DATA EXTRACT:
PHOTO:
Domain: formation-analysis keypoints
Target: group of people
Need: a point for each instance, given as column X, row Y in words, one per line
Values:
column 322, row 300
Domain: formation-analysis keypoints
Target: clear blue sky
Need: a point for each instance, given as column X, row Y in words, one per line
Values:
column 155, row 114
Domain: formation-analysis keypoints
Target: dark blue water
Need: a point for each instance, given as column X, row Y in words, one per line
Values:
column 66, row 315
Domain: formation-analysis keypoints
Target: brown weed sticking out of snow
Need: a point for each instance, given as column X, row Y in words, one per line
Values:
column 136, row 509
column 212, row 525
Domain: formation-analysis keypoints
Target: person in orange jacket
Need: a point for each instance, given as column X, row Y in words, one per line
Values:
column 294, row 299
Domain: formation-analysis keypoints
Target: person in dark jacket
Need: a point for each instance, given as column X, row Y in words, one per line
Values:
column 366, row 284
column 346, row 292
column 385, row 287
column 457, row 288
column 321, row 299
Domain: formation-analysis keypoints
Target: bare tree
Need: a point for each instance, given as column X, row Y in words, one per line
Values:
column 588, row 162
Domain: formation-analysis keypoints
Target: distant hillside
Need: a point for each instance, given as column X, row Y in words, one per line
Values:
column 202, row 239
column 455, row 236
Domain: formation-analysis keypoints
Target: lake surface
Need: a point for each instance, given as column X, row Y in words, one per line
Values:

--

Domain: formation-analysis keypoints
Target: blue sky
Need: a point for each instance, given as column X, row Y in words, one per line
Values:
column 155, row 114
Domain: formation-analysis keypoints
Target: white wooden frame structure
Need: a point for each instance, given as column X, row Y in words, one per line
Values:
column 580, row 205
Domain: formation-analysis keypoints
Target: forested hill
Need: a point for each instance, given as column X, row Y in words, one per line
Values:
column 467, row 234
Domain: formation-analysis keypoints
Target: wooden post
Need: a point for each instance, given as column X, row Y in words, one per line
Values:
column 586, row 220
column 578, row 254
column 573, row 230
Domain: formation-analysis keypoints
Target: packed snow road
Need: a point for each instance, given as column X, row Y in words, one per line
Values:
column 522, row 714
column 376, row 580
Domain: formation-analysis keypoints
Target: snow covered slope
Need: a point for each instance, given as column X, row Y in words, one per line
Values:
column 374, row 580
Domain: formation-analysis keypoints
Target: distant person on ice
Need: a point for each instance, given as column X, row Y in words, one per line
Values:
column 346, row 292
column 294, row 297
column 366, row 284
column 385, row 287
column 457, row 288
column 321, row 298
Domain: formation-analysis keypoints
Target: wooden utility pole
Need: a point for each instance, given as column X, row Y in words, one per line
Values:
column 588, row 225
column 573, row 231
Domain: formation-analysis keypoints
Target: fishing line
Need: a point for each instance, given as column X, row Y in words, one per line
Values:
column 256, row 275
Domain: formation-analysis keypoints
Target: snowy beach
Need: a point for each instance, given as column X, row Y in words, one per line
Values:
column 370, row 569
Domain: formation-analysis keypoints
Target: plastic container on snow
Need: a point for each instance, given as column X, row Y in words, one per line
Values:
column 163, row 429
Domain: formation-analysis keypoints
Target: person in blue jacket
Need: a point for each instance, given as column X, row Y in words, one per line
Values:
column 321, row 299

TASK REQUIREMENTS:
How many lines in the entries above contain the word "distant"? Reply with the number alone.

RESPONSE BELOW:
2